#### DOCUMENT TEXT ####
There is a mixed-race president in the White House, which, when combined with the economic crisis (still bad, but stabilized through government intervention), has created a volatile political environment. One need not search far on the internet for disgusting, racist screeds against the president with the “Muslim sounding name.” It would be foolish to discount the role white supremacy is playing in the congressional drama now going on.
Whether or not President Obama wins election this year, one thing is certain: Republican obstructionism, while silent during the Bush years, will not stop until Obama is out of office.
Colin Woodward is a historian and archivist. He is the author of Marching Masters, Slavery, Race, and the Confederate Army during the Civil War (University of Virginia Press, 2014). He is writing a second book on Johnny Cash.
Hi there, love your blog. The fate of these Southern towns is indeed sad.
With regard to the above piece, however, it wasn’t only Southerners that profited from slavery. Northern banks were creditors for many of the larger plantations and planters often found themselves mired in debt. Some of those banks survive to this day. At least 20% of our cotton from the entire period was transshipped from Southern ports to the U.K. and Europe via Manhattan by the packet lines. The Governor’s Council in NYC wanted to secede from the U.S. too (at least before Fort Sumter)! Not only that but New England and Baltimore shipbuilders continued building slave ships for Spanish and Portuguese slavers as well as our own.
Thanks for the compliment on the blog. You are right about the North and Europe being complicit in the illegal slave trade and profiting from slavery in many ways. Nineteenth century southerners were not shy about pointing this out either. Lincoln did so, too, in his second inaugural. There’s a lot of blame and moral hypocrisy to go around. Of course, just because the North had its hypocrites and opportunists doesn’t let the South off the hook. There were 200,000 abolitionists in the antebellum North and no meaningful abolitionism movement in the South. Lincoln wasn’t even an abolitionist and he had almost no serious support in the South in 1860.
It is truly a great blog, keep it up! Lincoln didn’t have much support in the North either. He was a dark horse while Seward was the shoo-in. Stephen Douglas versus Lincoln was a battle between centrists. Before the cotton gin there were abolitionist societies in every state except Georgia and South Carolina. They dried up quickly down there after cotton became profitable.
You’re correct about the cotton revolution killing whatever abolitionist sentiment there was in the South. But Lincoln had quite a bit of support once nominated in 1860.Seward and others were deemed too anti-slavery to win the presidency. Lincoln won most of the vote in the North in November 1860. And the Republicans had a majority in Congress throughout his presidency.
#### SOURCE MATERIAL ####
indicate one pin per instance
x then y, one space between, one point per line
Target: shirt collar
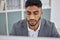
33 30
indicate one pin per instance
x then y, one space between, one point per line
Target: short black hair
37 3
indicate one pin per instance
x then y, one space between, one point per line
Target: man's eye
28 13
35 13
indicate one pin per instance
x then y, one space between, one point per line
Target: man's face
33 15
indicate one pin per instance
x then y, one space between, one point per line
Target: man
34 25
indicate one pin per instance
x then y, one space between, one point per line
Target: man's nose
32 16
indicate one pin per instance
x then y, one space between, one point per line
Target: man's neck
35 27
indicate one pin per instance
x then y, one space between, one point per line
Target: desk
26 38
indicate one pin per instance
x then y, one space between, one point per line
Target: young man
34 25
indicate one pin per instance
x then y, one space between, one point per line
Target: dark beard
35 23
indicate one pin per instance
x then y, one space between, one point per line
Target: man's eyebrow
35 11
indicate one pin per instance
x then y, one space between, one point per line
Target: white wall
55 13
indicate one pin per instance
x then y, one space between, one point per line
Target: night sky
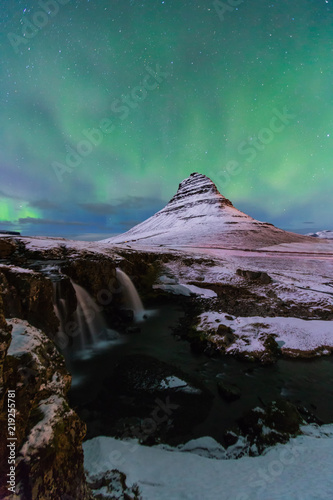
106 106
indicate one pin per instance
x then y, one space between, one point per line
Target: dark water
303 382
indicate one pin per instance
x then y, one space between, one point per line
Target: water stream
305 382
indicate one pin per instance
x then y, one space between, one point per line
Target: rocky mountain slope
199 216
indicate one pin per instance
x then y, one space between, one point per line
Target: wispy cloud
49 222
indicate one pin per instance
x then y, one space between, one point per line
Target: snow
25 338
186 290
198 215
295 333
17 269
42 432
298 470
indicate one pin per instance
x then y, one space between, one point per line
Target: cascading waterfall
86 330
131 297
88 317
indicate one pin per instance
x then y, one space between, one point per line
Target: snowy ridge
326 234
198 215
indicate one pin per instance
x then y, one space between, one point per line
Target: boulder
28 295
151 400
49 455
229 392
7 248
275 423
259 276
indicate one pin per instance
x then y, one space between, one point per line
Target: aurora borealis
107 105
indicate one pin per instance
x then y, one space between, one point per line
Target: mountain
199 216
326 234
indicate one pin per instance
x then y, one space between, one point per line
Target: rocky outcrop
273 424
28 295
149 400
48 449
258 276
94 273
7 247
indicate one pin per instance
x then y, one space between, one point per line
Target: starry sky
106 106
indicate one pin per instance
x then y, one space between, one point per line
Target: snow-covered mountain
326 234
198 215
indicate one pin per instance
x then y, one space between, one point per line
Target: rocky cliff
49 434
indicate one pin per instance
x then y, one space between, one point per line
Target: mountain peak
196 189
199 216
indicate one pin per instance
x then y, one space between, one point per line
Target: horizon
106 107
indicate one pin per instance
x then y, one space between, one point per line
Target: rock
229 392
114 486
166 402
49 433
227 335
7 247
133 329
127 314
263 277
29 295
275 424
96 274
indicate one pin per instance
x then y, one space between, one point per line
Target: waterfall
131 297
85 331
88 317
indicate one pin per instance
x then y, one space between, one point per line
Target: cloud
43 205
12 196
99 208
49 222
6 223
128 203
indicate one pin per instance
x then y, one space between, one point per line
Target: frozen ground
290 333
298 470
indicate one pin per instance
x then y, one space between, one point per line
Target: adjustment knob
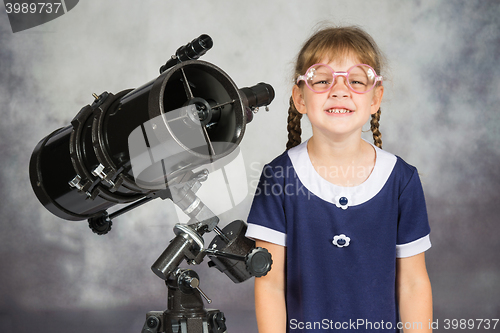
258 262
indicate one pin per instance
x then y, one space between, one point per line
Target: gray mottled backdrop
441 114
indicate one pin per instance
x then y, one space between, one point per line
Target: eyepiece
261 94
191 51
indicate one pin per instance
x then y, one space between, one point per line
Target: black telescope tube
191 51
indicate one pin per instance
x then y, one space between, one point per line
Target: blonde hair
333 43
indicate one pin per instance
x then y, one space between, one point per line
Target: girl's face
339 112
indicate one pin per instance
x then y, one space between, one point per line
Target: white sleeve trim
413 248
259 232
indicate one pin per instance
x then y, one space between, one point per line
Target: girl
344 220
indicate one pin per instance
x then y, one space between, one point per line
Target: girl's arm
270 305
414 293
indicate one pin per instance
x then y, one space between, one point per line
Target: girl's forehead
339 57
338 62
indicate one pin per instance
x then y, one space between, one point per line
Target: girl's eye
325 82
354 82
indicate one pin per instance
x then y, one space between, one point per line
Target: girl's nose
339 88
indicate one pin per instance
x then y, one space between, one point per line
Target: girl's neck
347 162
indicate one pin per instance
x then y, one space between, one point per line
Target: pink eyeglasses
361 78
####
CHECK YOUR UNDERSTANDING.
1/ Do these statements agree with the blog excerpt? Answer yes or no for each and quote the words of the excerpt that decide it. (a) Colin Woodward is writing a second book on Johnny Cash. (b) There were 200,000 abolitionists in the antebellum South. (c) Lincoln won most of the vote in the North in November 1860.
2/ Print the part of the blog excerpt that runs from "There is a mixed-race" up to and including "out of office.".

ANSWERS IN ORDER.
1/
(a) Yes: "He is writing a second book on Johnny Cash."
(b) No: "There were 200,000 abolitionists in the antebellum North and no meaningful abolitionism movement in the South."
(c) Yes: "Lincoln won most of the vote in the North in November 1860."

2/
There is a mixed-race president in the White House, which, when combined with the economic crisis (still bad, but stabilized through government intervention), has created a volatile political environment. One need not search far on the internet for disgusting, racist screeds against the president with the “Muslim sounding name.” It would be foolish to discount the role white supremacy is playing in the congressional drama now going on.
Whether or not President Obama wins election this year, one thing is certain: Republican obstructionism, while silent during the Bush years, will not stop until Obama is out of office.